# TEKS HASIL EKSTRAKSI
====================

Jalan Sukses Advokat Berintegritas Tanpa Suap
Road to Top 100 Indonesian Law Firms 2022

Jalan Sukses Advokat Berintegritas Tanpa Suap

Penting untuk mengupayakan transaksi yang berjalan tidak melawan hukum dan mencoba untuk lebih berinovasi dalam menuntaskan suatu perkara yang ditangani.

Oleh:
Ferinda K Fachri
Bacaan 3 Menit
Co-Founding Partner Assegaf Hamzah & Partners, Chandra M. Hamzah. Foto: RES
Co-Founding Partner Assegaf Hamzah & Partners, Chandra M. Hamzah. Foto: RES

Menjaga integritas ketika menjalankan tugas profesi sudah seharusnya patut dipegang oleh siapapun. Termasuk dalam hal ini para praktisi hukum, seperti advokat. Integritas seorang advokat dapat dilihat dari bagaimana cara dirinya menyelesaikan perkara kliennya. Apakah mencoba untuk menghalalkan segala cara, seperti melakukan aksi penyuapan atau tetap berpendirian teguh pada nilai kejujuran dan mencari jalan alternatif untuk “memenangkan” perkara?

====================

# CATATAN YANG DIBERIKAN
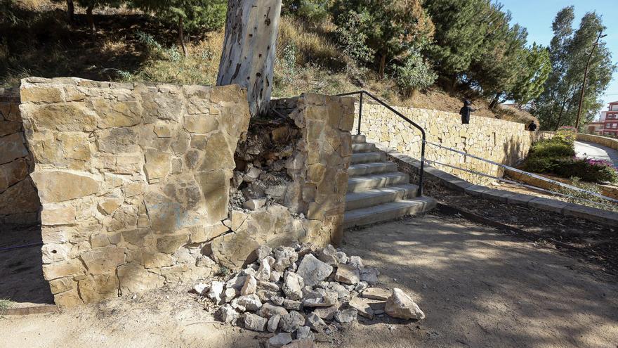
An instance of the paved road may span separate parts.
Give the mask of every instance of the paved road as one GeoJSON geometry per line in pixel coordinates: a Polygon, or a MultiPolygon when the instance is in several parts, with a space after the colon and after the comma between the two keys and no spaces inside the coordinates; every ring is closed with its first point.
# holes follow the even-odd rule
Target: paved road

====================

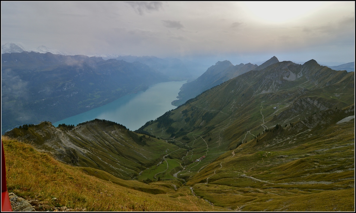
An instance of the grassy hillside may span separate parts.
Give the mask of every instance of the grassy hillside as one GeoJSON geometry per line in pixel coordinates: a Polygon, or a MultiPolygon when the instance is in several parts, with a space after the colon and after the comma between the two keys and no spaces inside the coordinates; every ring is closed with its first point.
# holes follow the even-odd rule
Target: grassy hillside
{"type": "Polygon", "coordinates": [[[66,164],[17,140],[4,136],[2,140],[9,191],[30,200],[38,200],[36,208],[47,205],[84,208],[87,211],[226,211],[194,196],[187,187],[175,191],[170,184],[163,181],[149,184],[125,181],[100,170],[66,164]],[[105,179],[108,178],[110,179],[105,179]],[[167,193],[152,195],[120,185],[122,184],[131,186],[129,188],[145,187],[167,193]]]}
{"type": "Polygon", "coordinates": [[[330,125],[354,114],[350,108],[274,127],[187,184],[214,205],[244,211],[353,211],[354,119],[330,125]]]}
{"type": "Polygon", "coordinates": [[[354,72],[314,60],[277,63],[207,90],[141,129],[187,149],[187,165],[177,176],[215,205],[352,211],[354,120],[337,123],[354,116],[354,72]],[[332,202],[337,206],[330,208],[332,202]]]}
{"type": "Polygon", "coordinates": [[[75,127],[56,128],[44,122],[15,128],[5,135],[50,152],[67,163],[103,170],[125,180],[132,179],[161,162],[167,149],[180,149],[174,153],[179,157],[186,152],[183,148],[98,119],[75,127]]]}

====================

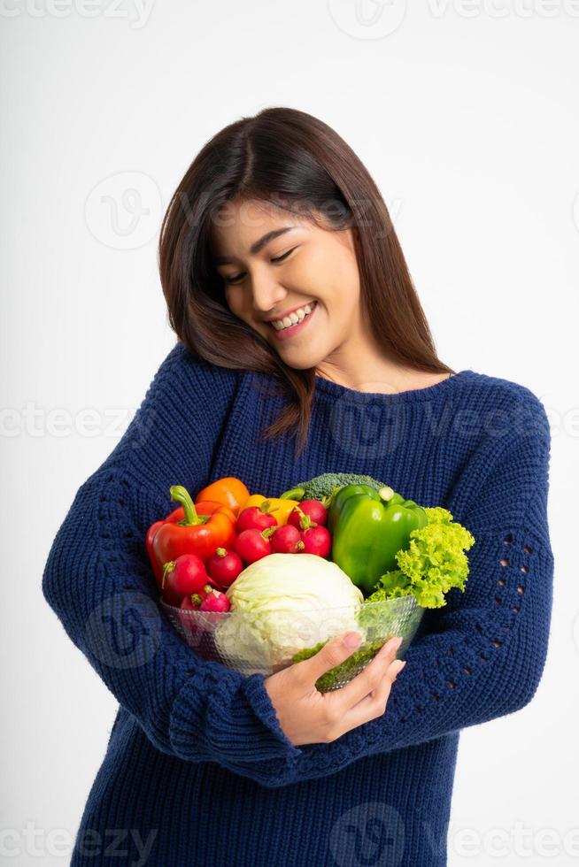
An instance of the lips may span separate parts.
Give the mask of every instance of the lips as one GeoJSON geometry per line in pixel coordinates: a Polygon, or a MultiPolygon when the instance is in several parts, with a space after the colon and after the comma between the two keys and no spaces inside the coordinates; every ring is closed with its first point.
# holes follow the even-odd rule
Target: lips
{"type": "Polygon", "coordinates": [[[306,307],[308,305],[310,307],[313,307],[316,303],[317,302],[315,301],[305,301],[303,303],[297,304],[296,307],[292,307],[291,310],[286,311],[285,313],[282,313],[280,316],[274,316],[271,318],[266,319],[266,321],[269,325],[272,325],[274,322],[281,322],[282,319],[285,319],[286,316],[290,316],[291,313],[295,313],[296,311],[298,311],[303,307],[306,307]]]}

====================

# INSTRUKSI TERTULIS 1
Jelaskan, berdasarkan teks tentang advokat berintegritas, dari mana integritas seorang advokat dapat dilihat.
# INSTRUKSI TERTULIS 2
Tolong ulangi kata demi kata baris-baris dalam catatan, mulai dari baris yang memuat "An instance of the paved" sampai ke baris yang memuat "Target: paved road", kedua baris itu ikut disertakan.

# JAWABAN LENGKAP 1
Integritas seorang advokat dapat dilihat dari cara ia menyelesaikan perkara kliennya. Yang diperhatikan ialah apakah ia menghalalkan segala cara, misalnya menyuap, atau tetap teguh pada kejujuran dan mencari jalan alternatif untuk "memenangkan" perkara.

# JAWABAN LENGKAP 2
An instance of the paved road may span separate parts.
Give the mask of every instance of the paved road as one GeoJSON geometry per line in pixel coordinates: a Polygon, or a MultiPolygon when the instance is in several parts, with a space after the colon and after the comma between the two keys and no spaces inside the coordinates; every ring is closed with its first point.
# holes follow the even-odd rule
Target: paved road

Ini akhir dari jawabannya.